__THE TASK__.
Rewrite every line, starting at the line that contains "Q: Where is a point on each instance of the skin" and ending at the last line, and shift each coordinate in the answers by adding 64 to it.

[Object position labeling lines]
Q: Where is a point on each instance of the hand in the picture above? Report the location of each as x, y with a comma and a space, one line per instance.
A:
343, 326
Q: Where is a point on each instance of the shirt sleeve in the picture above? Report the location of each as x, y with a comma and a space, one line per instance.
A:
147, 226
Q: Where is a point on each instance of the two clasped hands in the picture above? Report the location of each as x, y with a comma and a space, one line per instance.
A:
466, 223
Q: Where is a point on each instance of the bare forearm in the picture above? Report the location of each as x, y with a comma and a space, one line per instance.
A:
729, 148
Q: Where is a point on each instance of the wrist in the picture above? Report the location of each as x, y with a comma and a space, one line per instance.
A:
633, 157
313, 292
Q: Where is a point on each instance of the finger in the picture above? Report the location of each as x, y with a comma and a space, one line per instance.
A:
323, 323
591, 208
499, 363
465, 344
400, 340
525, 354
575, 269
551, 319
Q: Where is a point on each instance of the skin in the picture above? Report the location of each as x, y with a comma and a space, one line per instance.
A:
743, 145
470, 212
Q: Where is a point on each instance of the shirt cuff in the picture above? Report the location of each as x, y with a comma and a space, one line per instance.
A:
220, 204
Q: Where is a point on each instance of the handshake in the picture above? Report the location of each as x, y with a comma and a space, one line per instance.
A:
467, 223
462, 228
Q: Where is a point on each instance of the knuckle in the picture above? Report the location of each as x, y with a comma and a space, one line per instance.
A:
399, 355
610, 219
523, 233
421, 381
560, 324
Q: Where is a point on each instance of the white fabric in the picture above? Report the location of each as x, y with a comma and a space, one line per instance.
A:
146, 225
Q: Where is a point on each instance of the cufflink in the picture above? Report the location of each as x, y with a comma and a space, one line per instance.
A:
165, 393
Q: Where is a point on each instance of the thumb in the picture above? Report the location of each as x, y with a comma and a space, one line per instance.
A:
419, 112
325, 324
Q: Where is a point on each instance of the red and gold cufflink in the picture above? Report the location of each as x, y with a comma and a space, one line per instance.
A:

__FULL RESPONSE__.
Q: Where is a point on each instance of the skin in the picture above? Report the location of each as x, y with a comma and a space, one line per instance.
A:
807, 209
534, 276
Q: Where is a point on each instance of the shirt cuff in the picture above? Report the location of each as x, y with a comma and a space, one line per instance.
A:
284, 268
Q: Where is a point on each instance of the handshake in the picture above? Report the location of each as x, y with a comma and a space, one line per instance.
A:
531, 287
526, 292
Q: Where is a point on each instance of the knuckle in the picture above? Report the location of each as x, y with a comma and a space, one line per instance.
A:
463, 419
674, 283
587, 297
485, 445
624, 388
Q: Where is a point on each instance of the white fabric in the picture above? Report the location of each as x, y with a comma and a space, one line per instance.
A:
210, 289
Q: Where is a point on each instance of the cufflink in the picture above? Report the location of each as x, y with a comma and a space, one line per instance.
A:
229, 457
Q: Where is a point on each instance of the thumb in the picture above? Report the location of each as x, y with a comma and a space, one line per instance.
A:
483, 176
389, 388
Q: Where is a point on each instance of the red and gold cufflink in the picture above? Report the location of each as x, y with a comma and a space, one line per instance.
A:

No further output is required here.